- [GIVEN EXERCISE]:
Please repeat all of the listing exactly.

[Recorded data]
------------
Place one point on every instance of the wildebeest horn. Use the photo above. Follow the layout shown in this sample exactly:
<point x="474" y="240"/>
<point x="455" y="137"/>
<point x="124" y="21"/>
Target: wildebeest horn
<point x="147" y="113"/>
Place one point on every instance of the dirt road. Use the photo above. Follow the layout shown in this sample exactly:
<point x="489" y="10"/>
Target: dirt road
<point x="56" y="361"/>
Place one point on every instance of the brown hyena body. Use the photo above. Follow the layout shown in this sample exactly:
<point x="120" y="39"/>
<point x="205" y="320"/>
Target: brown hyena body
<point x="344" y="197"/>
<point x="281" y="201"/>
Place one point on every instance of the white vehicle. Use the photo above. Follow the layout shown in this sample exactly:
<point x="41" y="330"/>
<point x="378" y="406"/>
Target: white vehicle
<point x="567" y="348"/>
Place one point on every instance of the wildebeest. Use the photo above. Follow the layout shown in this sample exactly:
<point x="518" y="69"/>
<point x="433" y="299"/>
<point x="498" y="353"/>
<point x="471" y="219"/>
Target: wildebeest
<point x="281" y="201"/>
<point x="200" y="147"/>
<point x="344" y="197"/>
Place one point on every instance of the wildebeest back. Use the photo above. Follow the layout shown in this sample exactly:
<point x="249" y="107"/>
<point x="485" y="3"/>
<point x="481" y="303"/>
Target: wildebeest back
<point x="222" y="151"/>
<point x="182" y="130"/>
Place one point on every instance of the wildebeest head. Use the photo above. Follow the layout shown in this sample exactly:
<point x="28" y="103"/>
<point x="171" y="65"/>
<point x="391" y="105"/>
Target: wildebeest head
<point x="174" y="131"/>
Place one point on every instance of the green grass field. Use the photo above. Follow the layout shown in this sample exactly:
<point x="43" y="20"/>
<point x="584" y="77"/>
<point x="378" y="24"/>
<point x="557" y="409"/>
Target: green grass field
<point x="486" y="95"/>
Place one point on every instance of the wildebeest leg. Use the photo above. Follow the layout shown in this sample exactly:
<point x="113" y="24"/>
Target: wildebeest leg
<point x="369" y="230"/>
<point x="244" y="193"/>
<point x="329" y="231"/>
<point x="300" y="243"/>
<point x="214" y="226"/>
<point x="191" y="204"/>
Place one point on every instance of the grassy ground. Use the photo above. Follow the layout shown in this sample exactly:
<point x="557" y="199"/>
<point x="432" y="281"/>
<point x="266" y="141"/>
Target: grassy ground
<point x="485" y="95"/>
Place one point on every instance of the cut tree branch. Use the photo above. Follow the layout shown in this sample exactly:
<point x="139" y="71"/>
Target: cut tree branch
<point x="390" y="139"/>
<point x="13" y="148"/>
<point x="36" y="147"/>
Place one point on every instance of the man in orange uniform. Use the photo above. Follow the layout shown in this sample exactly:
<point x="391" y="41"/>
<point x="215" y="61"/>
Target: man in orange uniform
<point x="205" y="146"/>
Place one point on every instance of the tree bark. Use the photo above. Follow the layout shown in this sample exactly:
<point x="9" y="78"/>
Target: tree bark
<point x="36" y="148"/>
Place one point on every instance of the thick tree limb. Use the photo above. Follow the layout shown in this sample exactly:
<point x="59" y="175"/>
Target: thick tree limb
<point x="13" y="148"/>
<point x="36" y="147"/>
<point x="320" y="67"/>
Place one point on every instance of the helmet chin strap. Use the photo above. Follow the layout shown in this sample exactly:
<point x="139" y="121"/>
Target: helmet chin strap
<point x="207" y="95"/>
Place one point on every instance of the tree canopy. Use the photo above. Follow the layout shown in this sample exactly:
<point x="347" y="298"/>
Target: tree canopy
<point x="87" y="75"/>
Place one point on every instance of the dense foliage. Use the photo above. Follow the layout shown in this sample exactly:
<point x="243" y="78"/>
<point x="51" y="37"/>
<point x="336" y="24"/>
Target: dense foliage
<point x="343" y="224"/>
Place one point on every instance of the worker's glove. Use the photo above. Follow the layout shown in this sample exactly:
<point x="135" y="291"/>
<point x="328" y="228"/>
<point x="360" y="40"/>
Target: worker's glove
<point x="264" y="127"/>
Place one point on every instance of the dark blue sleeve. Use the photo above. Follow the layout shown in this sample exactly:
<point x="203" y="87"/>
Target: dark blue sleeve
------------
- [WRITTEN ANSWER]:
Place one point on every instance of the wildebeest horn. Use the photo above. Follow the layout shown in this sample exactly:
<point x="474" y="240"/>
<point x="455" y="137"/>
<point x="124" y="21"/>
Target: wildebeest horn
<point x="147" y="113"/>
Place one point on every instance of the dirt road. Use the photo above. Follow the layout shown in this sample exactly:
<point x="489" y="10"/>
Target: dirt road
<point x="56" y="361"/>
Place one point on every instance of the brown hyena body. Use the photo above. Follow the layout shown in this sample exactly:
<point x="120" y="39"/>
<point x="205" y="320"/>
Target: brown hyena body
<point x="344" y="197"/>
<point x="281" y="201"/>
Place one point on every instance of the white vehicle. Use the photo above. Follow the layout shown in this sample exactly:
<point x="41" y="330"/>
<point x="378" y="406"/>
Target: white vehicle
<point x="567" y="348"/>
Place one point on every instance of the wildebeest. Use the photo above. Follow the layout shown in this sample exactly:
<point x="518" y="69"/>
<point x="433" y="299"/>
<point x="498" y="353"/>
<point x="471" y="219"/>
Target: wildebeest
<point x="281" y="201"/>
<point x="200" y="147"/>
<point x="344" y="197"/>
Place one point on every instance of the wildebeest back. Use the photo above. Follow the layout shown in this sample exactly:
<point x="249" y="107"/>
<point x="485" y="3"/>
<point x="481" y="303"/>
Target: wildebeest back
<point x="222" y="151"/>
<point x="182" y="130"/>
Place one point on every instance of the wildebeest head. Use the photo above. Follow the layout shown in this sample exactly:
<point x="28" y="103"/>
<point x="171" y="65"/>
<point x="391" y="105"/>
Target: wildebeest head
<point x="174" y="131"/>
Place one point on every instance of the green grass field. Use the photo above. Follow the layout shown in this sample exactly:
<point x="43" y="20"/>
<point x="584" y="77"/>
<point x="378" y="24"/>
<point x="557" y="409"/>
Target: green grass field
<point x="486" y="95"/>
Place one point on every instance of the wildebeest leg. Use the photo above. Follow the layout shown in this sample exactly:
<point x="113" y="24"/>
Target: wildebeest leg
<point x="369" y="230"/>
<point x="244" y="193"/>
<point x="329" y="231"/>
<point x="300" y="243"/>
<point x="214" y="226"/>
<point x="191" y="204"/>
Place one point on every instance of the grassy ground. Use the photo above. Follow the layout shown in this sample exactly:
<point x="557" y="199"/>
<point x="432" y="281"/>
<point x="266" y="141"/>
Target: grassy ground
<point x="485" y="95"/>
Place one point on every instance of the cut tree branch. Use the photo above. Follow the layout shown in this sample exactly:
<point x="139" y="71"/>
Target: cut tree branch
<point x="390" y="139"/>
<point x="13" y="148"/>
<point x="36" y="147"/>
Place one point on every instance of the man in orange uniform. Use the photo above. Follow the layout shown in this sample exactly:
<point x="391" y="41"/>
<point x="215" y="61"/>
Target: man in orange uniform
<point x="205" y="146"/>
Place one point on every instance of the tree bark. Use the photo above. Follow the layout shown in this sample exactly:
<point x="9" y="78"/>
Target: tree bark
<point x="36" y="148"/>
Place one point on every instance of the thick tree limb. Use the photo above. Follow the layout shown in this sample exactly:
<point x="59" y="175"/>
Target: thick tree limb
<point x="13" y="148"/>
<point x="36" y="147"/>
<point x="320" y="67"/>
Place one point on every instance of the helmet chin strap. Use the photo above. Follow the layout shown in this sample exactly:
<point x="139" y="121"/>
Target: helmet chin strap
<point x="207" y="95"/>
Place one point on every instance of the tree canopy. Use the photo above. Follow the layout shown in this sample exactly:
<point x="347" y="298"/>
Target: tree canopy
<point x="87" y="75"/>
Place one point on every instance of the dense foliage. Use the photo above. Follow the layout shown in this sample exactly:
<point x="243" y="78"/>
<point x="51" y="37"/>
<point x="336" y="24"/>
Target: dense foliage
<point x="343" y="224"/>
Place one point on every instance of the worker's glove. Use the photo above. Follow the layout shown in this sample exactly:
<point x="135" y="291"/>
<point x="328" y="228"/>
<point x="360" y="40"/>
Target: worker's glove
<point x="264" y="127"/>
Place one point on every instance of the dark blue sleeve. Use the photo above. Follow the layout shown in this sample exactly:
<point x="203" y="87"/>
Target: dark blue sleeve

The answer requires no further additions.